WHAT TO DO: Among the records that follow, set down only the lines from the one containing "track in snow." to the one containing "matching the snow.", both included, exactly.

DATA:

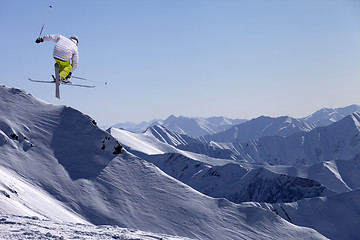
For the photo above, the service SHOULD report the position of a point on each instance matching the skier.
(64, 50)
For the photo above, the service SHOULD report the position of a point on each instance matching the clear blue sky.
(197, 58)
--
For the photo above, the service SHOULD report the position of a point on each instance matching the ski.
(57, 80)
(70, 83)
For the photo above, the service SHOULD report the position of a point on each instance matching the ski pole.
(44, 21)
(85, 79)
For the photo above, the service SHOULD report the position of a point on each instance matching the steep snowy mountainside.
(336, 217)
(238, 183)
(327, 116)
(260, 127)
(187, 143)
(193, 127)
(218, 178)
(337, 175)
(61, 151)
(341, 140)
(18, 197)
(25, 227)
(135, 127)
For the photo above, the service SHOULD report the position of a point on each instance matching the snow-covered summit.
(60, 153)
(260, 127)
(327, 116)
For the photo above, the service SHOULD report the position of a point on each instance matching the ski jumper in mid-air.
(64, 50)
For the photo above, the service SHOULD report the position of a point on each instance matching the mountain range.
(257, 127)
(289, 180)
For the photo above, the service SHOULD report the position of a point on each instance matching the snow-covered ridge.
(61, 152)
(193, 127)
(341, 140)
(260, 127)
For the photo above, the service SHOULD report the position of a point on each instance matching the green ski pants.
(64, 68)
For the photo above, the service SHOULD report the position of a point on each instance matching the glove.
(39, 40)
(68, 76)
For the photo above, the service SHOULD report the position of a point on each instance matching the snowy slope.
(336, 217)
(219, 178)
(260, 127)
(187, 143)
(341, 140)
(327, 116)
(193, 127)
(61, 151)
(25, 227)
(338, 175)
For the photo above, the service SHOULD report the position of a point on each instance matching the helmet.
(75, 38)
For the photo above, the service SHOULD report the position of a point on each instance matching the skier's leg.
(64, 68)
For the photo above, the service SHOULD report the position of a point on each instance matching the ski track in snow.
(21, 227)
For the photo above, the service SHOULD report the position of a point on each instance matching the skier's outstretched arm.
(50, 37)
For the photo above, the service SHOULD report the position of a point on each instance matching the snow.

YOUR RESPONSE:
For the photo above, the service SHOULD report the position of a point on each instance matching the ski track in snow.
(21, 227)
For the photo above, the service SHOULD report the position of a point on each instance matching the skier's outstretched arm.
(50, 37)
For the photo above, the service SHOULD report the position of a point on each instance matching the snow.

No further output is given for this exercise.